• STATED GOAL
Below is a set of records. Repeat all of them exactly.
[start of EXERCISE DATA]
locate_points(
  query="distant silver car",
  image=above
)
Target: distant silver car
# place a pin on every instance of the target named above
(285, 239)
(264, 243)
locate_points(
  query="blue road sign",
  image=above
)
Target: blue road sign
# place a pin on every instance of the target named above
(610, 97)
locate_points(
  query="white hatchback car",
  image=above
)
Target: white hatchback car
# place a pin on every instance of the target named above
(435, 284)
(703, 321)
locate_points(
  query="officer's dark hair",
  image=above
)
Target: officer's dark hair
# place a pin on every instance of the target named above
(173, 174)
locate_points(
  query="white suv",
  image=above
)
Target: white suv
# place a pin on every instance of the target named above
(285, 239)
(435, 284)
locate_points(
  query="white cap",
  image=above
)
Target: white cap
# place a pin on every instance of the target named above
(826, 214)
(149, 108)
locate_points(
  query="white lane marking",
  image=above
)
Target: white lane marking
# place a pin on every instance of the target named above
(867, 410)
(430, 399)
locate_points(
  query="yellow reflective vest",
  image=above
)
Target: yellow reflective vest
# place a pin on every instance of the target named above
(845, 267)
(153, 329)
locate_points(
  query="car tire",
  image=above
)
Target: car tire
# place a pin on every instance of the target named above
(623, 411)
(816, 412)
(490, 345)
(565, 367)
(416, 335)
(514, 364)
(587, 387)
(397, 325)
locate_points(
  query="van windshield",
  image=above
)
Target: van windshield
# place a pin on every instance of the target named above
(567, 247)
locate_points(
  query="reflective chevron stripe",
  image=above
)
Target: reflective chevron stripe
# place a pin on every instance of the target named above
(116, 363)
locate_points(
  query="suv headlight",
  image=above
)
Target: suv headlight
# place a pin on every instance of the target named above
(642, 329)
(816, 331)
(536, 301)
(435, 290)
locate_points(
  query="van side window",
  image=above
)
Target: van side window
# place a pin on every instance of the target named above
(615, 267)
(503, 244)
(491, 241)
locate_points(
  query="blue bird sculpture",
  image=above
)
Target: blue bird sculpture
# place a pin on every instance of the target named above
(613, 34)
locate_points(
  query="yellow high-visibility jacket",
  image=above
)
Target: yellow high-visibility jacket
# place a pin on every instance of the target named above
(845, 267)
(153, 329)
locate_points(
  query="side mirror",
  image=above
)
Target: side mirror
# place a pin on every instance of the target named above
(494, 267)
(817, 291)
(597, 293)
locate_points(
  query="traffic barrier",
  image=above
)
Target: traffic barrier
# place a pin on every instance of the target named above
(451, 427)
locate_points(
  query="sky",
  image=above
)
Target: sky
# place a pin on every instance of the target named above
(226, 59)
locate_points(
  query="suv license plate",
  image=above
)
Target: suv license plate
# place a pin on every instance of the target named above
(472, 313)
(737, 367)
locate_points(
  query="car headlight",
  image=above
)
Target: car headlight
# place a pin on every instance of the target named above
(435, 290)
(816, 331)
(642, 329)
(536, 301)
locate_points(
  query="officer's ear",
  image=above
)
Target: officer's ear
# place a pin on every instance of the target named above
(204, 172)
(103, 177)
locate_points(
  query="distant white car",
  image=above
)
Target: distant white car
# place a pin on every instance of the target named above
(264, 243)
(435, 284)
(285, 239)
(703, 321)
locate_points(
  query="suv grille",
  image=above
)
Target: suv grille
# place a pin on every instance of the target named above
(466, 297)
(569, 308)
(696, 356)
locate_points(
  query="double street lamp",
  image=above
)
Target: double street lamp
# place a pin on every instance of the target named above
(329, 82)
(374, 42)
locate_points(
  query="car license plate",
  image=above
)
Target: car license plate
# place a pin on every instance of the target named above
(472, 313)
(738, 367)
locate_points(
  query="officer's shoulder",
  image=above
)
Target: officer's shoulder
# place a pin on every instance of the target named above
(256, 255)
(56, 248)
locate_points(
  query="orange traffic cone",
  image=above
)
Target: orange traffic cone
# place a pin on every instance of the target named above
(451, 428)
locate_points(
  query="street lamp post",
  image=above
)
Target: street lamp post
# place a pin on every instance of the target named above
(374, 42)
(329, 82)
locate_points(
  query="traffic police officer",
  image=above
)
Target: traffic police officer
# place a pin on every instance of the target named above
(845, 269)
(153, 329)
[end of EXERCISE DATA]
• OUTPUT
locate_points(
  query="distant silver car",
  image=above
)
Target: distant silver car
# place a pin on every instance of the target named above
(285, 239)
(264, 243)
locate_points(
  query="blue road sign",
  image=above
)
Target: blue road sign
# place a pin on every instance of the target named above
(610, 97)
locate_points(
  query="white hatchback car",
  image=above
)
Target: white hatchback car
# place a pin on every instance of the target named above
(435, 284)
(703, 321)
locate_points(
  query="officer's dark hair",
  image=above
)
Target: officer's dark hair
# place a pin on every instance of the target named above
(173, 174)
locate_points(
  query="white suv",
  image=above
)
Target: white suv
# place a pin on every instance of the target named above
(285, 239)
(435, 284)
locate_points(
  query="white cap",
  image=above
)
Target: white cap
# place a pin on every instance of the target named above
(826, 214)
(149, 108)
locate_points(
  query="white lane marking",
  image=above
)
Target: white lane marking
# place a pin on every instance of the target named above
(867, 410)
(430, 399)
locate_points(
  query="yellow reflective vest",
  image=above
)
Target: yellow reflective vest
# place a pin on every instance of the target named above
(845, 267)
(153, 329)
locate_points(
  query="car tire",
  image=above
)
Target: car tire
# place a pin on every instance of the target named above
(623, 411)
(816, 412)
(490, 345)
(565, 367)
(416, 335)
(514, 364)
(587, 387)
(397, 325)
locate_points(
  query="van windshield",
  image=above
)
Target: van windshield
# place a pin on every instance of the target named above
(567, 247)
locate_points(
  query="reflective chevron stripe",
  image=above
)
Target: reflective chevron stripe
# place a pin on every instance of the target named above
(116, 363)
locate_points(
  query="suv headlight",
  image=above
)
Target: suv headlight
# place a pin on every instance of the target named above
(642, 329)
(816, 331)
(536, 301)
(435, 290)
locate_points(
  query="van side window",
  image=above
)
Target: van side window
# place a pin on every instance of the target named above
(615, 267)
(503, 244)
(491, 241)
locate_points(
  query="blue bird sculpture",
  image=above
)
Target: blue bird sculpture
# place a pin on every instance of the target named above
(613, 34)
locate_points(
  query="yellow high-visibility jacket",
  image=above
)
Target: yellow high-visibility jacket
# place a pin on every instance of the target named above
(845, 267)
(153, 329)
locate_points(
  query="side mirror",
  image=above
)
Target: side mirror
# place a pin on every instance of the target named above
(494, 267)
(817, 291)
(597, 293)
locate_points(
  query="traffic barrier",
  image=above
)
Target: traffic barrier
# place a pin on every instance of the target named above
(451, 427)
locate_points(
  query="sky",
  image=above
)
Target: sky
# place a pin on every instance of the target named above
(226, 59)
locate_points(
  query="suv license plate",
  image=above
)
Target: suv license plate
# place a pin on every instance of the target named above
(472, 313)
(737, 367)
locate_points(
  query="car headlight",
  image=above
)
Target: car headlight
# place a pin on every instance of the target named above
(435, 290)
(816, 331)
(642, 329)
(536, 301)
locate_points(
  query="officer's ear",
  image=above
)
Target: officer's ear
# place a pin on every instance of the target named above
(204, 172)
(103, 177)
locate_points(
  query="distant white car",
  image=above
)
Target: distant white car
# place a pin on every instance of the target named above
(264, 243)
(435, 284)
(285, 239)
(703, 321)
locate_points(
  query="suv grille",
  image=above
)
Target: suv grille
# place a pin on every instance of the target named above
(466, 297)
(569, 308)
(696, 356)
locate_points(
  query="double street lamp",
  image=above
)
Target: double street lamp
# place a pin on every instance of the target named above
(329, 82)
(374, 42)
locate_points(
  query="car license plate",
  image=above
)
Target: car license plate
# place a pin on every instance of the target named above
(472, 313)
(738, 367)
locate_points(
  query="officer's shoulder",
  image=above
)
Target: officer's shoulder
# place a pin on every instance of the target named above
(256, 255)
(56, 248)
locate_points(
  query="orange traffic cone",
  image=above
)
Target: orange traffic cone
# place a pin on every instance of the target named above
(451, 428)
locate_points(
  query="street lamp post",
  image=above
)
Target: street lamp post
# place a pin on every instance of the target named above
(374, 42)
(329, 82)
locate_points(
  query="traffic police officer",
  image=above
)
Target: traffic police officer
# place a pin on every instance of the target named above
(845, 269)
(153, 329)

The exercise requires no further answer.